--- START Data provided ---
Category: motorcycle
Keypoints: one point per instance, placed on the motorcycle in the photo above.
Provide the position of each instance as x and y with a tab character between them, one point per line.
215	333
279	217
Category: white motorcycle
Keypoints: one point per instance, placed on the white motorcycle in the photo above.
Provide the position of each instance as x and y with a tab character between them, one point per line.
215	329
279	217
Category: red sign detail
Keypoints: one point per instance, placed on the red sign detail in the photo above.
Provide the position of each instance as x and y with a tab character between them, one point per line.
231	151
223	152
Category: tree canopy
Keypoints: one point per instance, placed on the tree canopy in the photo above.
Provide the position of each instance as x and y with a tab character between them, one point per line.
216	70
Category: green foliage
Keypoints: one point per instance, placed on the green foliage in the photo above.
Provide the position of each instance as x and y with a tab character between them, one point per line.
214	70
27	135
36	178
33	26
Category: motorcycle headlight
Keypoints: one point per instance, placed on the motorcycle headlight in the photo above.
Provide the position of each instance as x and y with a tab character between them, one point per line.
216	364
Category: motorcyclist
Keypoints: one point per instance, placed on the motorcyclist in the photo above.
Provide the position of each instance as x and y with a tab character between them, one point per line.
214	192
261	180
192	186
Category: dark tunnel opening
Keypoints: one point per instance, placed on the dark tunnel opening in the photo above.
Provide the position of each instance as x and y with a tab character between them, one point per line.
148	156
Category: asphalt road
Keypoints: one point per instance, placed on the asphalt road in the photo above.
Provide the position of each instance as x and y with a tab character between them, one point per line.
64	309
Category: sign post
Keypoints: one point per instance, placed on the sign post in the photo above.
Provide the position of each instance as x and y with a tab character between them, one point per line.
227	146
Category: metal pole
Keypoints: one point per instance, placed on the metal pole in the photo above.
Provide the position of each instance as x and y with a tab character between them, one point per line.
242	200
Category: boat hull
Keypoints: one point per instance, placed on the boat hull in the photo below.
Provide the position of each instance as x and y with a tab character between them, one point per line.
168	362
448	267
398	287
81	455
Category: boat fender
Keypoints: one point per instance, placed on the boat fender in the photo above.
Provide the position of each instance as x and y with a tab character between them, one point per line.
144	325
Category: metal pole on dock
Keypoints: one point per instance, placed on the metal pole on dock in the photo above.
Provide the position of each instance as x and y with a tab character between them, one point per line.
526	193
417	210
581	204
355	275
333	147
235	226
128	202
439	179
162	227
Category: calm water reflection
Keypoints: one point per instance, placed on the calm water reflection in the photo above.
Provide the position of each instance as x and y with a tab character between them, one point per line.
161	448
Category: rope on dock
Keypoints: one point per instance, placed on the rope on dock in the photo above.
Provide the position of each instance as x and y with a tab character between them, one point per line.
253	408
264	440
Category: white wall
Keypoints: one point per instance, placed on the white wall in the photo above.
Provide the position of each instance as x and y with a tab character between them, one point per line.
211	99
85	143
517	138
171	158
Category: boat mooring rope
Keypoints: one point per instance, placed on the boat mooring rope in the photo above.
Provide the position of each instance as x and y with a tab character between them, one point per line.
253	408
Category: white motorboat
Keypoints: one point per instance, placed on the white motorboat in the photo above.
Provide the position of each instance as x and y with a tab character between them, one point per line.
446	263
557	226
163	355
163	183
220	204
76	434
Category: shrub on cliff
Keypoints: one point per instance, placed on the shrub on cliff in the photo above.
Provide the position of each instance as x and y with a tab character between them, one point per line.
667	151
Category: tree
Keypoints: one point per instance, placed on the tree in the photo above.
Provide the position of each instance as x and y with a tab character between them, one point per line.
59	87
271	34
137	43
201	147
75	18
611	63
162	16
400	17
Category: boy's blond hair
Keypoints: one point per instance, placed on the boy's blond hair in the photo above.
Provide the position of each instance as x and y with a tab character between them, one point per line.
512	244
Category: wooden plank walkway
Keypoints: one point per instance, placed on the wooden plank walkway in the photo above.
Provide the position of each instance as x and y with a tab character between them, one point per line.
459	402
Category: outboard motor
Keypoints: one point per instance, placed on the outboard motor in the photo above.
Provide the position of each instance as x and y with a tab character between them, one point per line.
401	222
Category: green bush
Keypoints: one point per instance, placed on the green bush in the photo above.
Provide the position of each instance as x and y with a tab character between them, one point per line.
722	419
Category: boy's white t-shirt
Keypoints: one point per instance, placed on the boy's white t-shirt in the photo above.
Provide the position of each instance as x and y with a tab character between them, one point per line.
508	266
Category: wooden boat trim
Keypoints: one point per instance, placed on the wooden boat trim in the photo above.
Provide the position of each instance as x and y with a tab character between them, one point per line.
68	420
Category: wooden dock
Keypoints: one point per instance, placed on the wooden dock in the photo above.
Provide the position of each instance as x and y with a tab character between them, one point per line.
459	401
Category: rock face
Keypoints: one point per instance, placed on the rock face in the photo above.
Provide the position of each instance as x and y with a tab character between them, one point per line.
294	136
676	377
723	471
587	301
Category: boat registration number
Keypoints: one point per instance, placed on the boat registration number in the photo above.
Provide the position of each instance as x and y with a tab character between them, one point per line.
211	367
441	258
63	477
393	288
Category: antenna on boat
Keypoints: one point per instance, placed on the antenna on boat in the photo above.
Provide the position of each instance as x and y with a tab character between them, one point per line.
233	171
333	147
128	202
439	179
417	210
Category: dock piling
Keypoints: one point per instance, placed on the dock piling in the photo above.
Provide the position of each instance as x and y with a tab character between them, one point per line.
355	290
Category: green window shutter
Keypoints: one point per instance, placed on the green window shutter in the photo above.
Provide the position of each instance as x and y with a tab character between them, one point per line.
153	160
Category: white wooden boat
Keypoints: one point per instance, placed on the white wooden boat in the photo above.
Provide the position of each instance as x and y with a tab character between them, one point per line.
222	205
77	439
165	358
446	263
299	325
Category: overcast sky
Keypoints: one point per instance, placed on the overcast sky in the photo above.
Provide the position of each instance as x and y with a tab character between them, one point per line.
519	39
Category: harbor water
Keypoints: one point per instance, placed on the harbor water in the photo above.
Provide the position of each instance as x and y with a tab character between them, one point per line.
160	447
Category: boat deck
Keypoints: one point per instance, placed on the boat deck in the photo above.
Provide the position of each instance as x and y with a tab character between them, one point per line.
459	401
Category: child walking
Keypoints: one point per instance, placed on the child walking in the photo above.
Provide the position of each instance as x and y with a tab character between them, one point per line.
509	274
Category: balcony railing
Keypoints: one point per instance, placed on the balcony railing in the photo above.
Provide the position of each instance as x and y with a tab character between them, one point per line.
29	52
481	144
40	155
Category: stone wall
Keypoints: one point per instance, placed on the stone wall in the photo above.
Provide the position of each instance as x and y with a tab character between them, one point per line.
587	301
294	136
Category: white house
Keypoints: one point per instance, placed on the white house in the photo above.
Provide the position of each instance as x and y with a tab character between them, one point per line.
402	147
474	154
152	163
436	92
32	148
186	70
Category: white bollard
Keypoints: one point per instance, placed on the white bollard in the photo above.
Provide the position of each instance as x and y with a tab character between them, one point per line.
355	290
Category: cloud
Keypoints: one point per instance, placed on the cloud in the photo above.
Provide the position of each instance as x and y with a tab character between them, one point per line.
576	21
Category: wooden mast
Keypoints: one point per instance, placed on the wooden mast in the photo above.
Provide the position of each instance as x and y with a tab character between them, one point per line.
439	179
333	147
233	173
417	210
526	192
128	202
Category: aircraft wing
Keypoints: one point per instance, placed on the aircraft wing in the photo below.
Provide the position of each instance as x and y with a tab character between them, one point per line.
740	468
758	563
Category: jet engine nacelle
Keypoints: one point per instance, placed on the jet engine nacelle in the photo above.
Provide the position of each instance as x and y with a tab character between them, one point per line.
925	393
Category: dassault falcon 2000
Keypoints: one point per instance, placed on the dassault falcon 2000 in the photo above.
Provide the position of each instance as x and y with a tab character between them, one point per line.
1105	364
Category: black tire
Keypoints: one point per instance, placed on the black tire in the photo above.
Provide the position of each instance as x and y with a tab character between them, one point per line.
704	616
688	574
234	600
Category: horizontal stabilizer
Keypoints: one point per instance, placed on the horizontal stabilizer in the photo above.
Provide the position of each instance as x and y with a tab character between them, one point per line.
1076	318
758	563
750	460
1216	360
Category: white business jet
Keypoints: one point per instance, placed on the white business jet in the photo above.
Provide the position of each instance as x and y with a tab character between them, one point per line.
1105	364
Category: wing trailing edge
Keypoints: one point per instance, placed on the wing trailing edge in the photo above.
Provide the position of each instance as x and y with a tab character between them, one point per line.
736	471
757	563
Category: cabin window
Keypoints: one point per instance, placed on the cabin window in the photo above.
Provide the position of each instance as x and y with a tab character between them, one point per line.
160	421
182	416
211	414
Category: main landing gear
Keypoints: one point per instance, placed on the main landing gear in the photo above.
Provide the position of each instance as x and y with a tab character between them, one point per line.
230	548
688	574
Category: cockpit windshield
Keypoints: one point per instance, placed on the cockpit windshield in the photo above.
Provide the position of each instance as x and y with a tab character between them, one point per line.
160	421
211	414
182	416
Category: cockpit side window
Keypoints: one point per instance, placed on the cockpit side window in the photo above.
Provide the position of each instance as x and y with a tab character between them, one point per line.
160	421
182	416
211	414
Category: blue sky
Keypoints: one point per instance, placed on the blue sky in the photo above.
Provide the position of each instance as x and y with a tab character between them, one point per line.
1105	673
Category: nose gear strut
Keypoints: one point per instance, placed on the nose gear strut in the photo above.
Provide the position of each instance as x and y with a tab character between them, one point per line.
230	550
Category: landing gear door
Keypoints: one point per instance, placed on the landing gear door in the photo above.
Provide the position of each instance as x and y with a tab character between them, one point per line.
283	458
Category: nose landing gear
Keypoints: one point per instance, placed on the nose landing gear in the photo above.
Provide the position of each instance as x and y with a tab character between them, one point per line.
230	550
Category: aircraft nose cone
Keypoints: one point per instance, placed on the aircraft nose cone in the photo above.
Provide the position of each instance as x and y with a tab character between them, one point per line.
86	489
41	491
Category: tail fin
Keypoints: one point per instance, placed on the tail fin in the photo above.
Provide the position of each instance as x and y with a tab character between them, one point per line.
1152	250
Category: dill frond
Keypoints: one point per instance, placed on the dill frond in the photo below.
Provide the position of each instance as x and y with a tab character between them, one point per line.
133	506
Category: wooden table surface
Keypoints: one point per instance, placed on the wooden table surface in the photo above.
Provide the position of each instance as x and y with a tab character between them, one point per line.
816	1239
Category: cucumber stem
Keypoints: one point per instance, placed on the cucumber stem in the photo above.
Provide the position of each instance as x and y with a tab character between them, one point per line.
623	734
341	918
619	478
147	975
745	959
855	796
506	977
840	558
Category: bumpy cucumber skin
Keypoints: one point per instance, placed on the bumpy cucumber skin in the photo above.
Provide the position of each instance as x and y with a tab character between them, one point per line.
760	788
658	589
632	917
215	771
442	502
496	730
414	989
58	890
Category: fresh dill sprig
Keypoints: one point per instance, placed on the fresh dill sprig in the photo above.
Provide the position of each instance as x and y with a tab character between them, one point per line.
--- END Data provided ---
- Given problem -
Reproduce verbatim the stretch of the records from the line containing "Category: bumpy cucumber skin" through the last line of the records.

- Response -
Category: bumpy cucumber skin
Keypoints: one point per instance, placed on the bumpy cucumber skin in the photo above.
Provide the position of each instance as x and y with a tab character between them, one point per line.
760	788
658	589
632	917
215	771
442	502
496	730
414	989
58	890
Category: fresh dill sprig
Keypoints: one point per instance, placed on the fresh dill sprig in the photo above.
Provide the position of each instance as x and y with a tab character between them, one point per line.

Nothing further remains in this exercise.